----- Source extract -----
User:Eufalesio/PLIN
This article proposes a way to name any intervals and pitches, logically extending conventional notations following Pythagorean tuning into a minimal system, with some of my own flairs.
Preamble
There are many ways to name intervals and pitches, both in edos and in JI, which can be generalized into four buckets:
JI notations
HEJI, Johnston's notation, FJS, Color notation... etc. They can be used to notate every interval in JI exactly, up to a limit (except FJS which can notate ∞-limit JI). They are perfect, in the sense that the intervals they describe are unique, but the mappings can be unintuitive, and its derivations may become extremely complex. They are also very weird to speak generally (except for color notation, by design). What they have in rigor, they mostly lack in flexibility and intuitiveness.
Tempered notations
Ups and downs, edosteps, generator(s)+period(s) of a special temperament... etc. They can be used to notate a finite set of intervals, with a finite maximum variety. Unlike in JI notations, these notations are dependent on the working temperament/edo to make sense, so in theory there are infinitely many ways to call an interval depending on the mapping, and none of those will be exact due to the nature of temperaments. They are however, extremely versatile, and very practical, great for everyday use, and very easy to speak.
Loosely defined terms
Inheriting the chain of fifths notation (unison, second, third... + major/minor/perfect/(neutral) (+ augmented/diminished)), and adding other descriptors to further converge to the meaning. This category is not rigorously defined and very idiosyncratic. It is common to see super-, sub-, ultra-, infra-, lesser, greater, harmonic/otonal, utonal... and primes spoken like Latinate adjectives. And of course, proper names... yes, I'm talking to you!
Compromise notations
The only notation I have knowledge of that can be sensibly called a "compromise notation" is Sagittal. It can be used to notate almost every tuning imaginable, combining mapping with JI-ish accidentals at high enough complexity. They share the versatility of tempered notations combining it with the exactitude of JI, converging towards a JI interval that is represented through accidentals that represent both a mapping and a precise comma.
PLIN, the focus of this article, aims to be such another notation.
----- Records for the exercise -----
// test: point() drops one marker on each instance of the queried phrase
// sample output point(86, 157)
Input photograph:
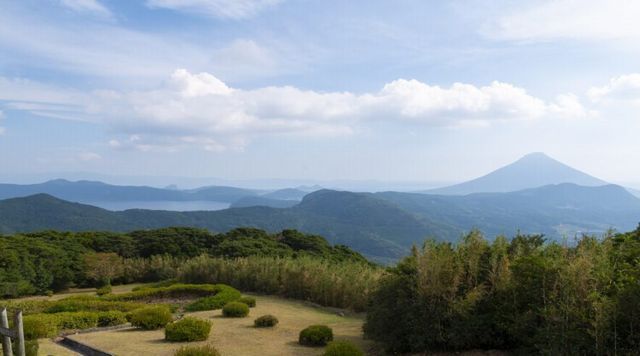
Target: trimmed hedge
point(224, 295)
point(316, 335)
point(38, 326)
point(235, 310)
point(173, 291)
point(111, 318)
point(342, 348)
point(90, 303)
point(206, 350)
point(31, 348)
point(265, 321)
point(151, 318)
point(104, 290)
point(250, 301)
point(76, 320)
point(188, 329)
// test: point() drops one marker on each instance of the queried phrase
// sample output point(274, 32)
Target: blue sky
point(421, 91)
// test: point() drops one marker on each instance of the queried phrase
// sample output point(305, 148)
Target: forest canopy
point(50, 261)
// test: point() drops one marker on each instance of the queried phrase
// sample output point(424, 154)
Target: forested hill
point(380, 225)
-----
----- Records for the exercise -----
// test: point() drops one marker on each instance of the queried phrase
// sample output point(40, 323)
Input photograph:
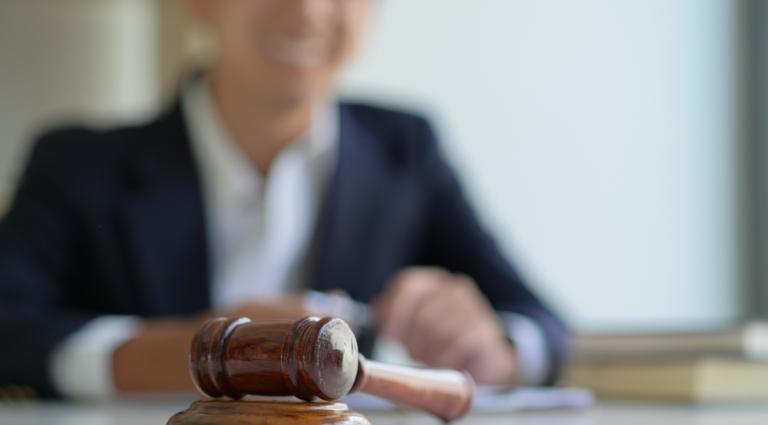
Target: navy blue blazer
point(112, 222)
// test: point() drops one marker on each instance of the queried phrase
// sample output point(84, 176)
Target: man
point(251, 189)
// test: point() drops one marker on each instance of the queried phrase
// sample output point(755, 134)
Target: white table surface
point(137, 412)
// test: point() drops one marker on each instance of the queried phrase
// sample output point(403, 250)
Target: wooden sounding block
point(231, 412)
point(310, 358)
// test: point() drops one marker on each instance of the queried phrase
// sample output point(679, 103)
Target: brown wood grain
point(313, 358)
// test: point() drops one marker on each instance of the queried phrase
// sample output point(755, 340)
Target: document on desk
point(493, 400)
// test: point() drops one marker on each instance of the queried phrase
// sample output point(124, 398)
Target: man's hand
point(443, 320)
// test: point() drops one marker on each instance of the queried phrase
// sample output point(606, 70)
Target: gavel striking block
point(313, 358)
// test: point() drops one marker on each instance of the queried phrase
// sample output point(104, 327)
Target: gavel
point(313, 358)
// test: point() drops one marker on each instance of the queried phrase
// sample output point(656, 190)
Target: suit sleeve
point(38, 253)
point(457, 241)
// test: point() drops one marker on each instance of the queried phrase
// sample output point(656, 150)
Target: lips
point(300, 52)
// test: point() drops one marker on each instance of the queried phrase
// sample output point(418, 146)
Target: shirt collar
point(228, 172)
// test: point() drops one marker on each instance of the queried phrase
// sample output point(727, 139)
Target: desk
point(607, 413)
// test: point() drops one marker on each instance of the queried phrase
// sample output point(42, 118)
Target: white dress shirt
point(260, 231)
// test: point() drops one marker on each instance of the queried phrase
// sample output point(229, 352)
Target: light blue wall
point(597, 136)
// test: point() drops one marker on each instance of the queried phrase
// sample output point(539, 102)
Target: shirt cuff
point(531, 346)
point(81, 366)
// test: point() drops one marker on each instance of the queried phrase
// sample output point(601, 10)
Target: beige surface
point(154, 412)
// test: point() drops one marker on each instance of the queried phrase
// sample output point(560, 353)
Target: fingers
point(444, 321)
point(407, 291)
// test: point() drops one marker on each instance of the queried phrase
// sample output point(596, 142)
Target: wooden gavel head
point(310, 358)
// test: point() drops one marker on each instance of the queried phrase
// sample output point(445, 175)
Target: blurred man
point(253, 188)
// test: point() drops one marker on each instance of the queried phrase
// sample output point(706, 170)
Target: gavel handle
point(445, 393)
-----
-- Challenges --
A. Collect every line in the entries that contains the string "desk".
B. Carry the interval-naming article forward from its last sentence.
The interval-naming article and the entries are unrelated material.

-- Results for each task --
A.
Target: document on desk
Target: desk

B.
PLIN
Short for Pythagoreanoid Loose Interval Notation, it's a type of 2.3-equivalent class. It attempts to provide precision tiers to name intervals, based on a chain of pure fifths. The reason of why to use a chain of fifths, apart from tradition and my biases, is that it provides the simplest framefork for building scales, and because it is the most widely used worldwide. Why to use pure fifths and not an edo's best approximation of a fifth is to have a retrocompatible sistem. Among the lower primes, it makes the best small MOS scales (2,3,5,(7),12,(17),(29),41,53), second in place to 11 (2,5,(7),(9),11,13,24,37). An argument could be made to make a system based on 11 to build scales, but that's beyond the scope of this article. After all, this is about a pythagoreanoid notation, not a hendecoid notation.
The notation, much like Sagittal, comes in precision packs, which are the 12-form PLIN, 53-form PLIN, 159-form PLIN, 665-PLIN and 7315-form PLIN. The reason why to have these numbers of intervals is that they are part of the sequence of 3-2 telic edos that have high limit consistencies, and the biggest they can be. Each finer PLIN adds one more class of independent prefixes, from the others, having one (nominals) with 12-PLIN, and up to 5 with 7315-PLIN, which for some intervals will become hard to distinguish.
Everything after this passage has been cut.